## [Exercise brief]
Copy nothing but the lines below running from the line containing "Target: damaged rear bumper" through the line containing "formatted like [286,405].", both end lines included.
________________________
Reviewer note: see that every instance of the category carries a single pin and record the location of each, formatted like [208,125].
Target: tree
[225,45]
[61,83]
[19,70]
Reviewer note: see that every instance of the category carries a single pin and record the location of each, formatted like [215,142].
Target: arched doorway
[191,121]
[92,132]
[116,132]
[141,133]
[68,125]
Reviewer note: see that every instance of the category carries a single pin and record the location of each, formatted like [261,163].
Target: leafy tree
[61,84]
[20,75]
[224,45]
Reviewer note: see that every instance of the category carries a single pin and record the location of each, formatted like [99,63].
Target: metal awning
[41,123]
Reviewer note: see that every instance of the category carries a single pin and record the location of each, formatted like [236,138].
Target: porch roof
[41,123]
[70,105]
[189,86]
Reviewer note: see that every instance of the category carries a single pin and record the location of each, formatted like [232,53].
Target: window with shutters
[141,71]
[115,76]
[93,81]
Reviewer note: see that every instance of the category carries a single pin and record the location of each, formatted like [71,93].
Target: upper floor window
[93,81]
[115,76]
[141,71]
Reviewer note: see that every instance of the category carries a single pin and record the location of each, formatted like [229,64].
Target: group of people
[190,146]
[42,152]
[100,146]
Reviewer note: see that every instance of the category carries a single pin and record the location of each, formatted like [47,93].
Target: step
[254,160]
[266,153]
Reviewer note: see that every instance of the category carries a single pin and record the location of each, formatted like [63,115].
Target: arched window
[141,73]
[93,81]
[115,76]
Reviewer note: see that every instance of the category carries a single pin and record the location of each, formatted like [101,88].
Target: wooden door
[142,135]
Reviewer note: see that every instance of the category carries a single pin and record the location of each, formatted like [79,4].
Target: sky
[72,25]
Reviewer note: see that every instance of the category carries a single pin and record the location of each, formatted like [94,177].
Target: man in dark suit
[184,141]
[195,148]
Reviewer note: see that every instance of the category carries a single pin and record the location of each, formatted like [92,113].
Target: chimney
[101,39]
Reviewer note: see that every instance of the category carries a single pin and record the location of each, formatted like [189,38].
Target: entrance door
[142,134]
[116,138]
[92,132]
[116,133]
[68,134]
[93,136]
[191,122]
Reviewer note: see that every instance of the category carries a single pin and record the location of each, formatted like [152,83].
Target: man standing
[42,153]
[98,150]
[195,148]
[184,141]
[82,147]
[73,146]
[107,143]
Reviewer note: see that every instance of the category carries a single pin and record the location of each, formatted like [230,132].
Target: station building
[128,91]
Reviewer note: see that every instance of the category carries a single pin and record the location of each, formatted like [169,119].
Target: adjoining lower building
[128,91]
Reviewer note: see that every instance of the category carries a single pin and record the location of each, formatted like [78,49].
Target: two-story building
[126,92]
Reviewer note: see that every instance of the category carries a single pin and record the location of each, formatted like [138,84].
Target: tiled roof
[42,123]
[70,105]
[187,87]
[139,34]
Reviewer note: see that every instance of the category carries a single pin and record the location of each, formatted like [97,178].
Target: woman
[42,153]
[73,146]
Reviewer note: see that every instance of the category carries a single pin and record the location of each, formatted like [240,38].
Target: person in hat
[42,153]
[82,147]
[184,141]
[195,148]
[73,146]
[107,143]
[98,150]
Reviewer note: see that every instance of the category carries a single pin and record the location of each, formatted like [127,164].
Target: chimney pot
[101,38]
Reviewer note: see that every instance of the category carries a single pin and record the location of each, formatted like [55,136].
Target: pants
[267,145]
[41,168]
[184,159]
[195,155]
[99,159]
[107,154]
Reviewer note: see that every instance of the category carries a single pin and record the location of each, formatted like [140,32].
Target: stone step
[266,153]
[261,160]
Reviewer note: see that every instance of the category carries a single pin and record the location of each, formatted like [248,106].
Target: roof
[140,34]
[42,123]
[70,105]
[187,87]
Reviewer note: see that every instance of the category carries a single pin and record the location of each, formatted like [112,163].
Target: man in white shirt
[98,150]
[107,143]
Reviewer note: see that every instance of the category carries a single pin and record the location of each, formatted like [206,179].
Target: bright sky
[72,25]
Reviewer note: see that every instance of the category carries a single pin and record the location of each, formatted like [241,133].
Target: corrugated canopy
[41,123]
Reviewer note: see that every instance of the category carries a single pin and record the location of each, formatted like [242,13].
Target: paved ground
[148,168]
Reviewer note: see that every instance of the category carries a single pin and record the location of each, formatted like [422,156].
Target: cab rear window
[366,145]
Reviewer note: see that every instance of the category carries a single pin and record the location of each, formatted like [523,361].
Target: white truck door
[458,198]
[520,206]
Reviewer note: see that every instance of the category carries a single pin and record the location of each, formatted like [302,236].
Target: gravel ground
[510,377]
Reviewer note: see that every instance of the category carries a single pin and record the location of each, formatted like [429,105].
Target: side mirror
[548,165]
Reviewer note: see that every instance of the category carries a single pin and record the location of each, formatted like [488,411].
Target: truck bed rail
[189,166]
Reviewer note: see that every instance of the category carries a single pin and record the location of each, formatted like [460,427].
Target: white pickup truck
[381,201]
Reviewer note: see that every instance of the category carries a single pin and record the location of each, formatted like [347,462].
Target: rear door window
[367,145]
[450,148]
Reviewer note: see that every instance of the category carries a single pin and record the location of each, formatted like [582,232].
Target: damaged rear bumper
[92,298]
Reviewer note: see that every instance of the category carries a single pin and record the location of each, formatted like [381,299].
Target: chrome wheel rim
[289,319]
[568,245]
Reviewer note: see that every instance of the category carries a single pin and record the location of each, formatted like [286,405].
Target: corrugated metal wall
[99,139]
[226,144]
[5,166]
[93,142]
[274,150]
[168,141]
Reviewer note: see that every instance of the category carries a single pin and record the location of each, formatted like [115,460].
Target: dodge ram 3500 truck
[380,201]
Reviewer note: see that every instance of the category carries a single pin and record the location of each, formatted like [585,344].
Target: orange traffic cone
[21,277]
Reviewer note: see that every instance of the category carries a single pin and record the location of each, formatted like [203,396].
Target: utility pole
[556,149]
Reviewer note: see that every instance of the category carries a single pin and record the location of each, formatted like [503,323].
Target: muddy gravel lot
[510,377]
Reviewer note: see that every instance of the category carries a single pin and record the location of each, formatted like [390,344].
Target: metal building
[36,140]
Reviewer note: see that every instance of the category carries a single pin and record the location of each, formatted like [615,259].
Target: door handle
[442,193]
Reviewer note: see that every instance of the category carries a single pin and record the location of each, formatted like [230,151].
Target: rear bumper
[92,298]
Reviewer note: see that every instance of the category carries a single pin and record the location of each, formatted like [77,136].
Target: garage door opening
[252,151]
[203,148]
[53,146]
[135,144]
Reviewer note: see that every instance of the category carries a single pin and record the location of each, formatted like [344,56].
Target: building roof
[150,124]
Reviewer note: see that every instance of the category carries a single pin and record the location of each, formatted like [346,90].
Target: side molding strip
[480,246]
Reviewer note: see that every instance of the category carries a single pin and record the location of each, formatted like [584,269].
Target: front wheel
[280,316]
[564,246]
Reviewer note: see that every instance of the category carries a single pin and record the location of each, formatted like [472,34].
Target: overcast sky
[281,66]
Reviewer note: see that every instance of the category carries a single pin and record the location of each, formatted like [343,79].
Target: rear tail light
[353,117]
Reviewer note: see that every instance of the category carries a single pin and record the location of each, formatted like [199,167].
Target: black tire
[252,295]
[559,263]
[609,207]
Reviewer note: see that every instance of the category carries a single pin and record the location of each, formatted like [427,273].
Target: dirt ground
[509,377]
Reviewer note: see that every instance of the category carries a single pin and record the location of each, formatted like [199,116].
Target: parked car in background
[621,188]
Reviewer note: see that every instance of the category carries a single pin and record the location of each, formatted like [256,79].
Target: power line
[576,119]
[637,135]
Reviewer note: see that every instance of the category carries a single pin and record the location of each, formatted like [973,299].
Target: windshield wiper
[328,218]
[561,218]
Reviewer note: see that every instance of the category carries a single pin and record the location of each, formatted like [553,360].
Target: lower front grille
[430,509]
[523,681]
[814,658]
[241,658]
________________________
## [Output of the task]
Target: damaged rear bumper
[92,298]
Reviewer note: see that every instance of the category carries a single pin and record the location of each, formatted like [381,299].
Target: chrome wheel rim
[289,319]
[568,245]
Reviewer note: see that every instance of the category carries a single pin and record the location of each, formatted like [286,405].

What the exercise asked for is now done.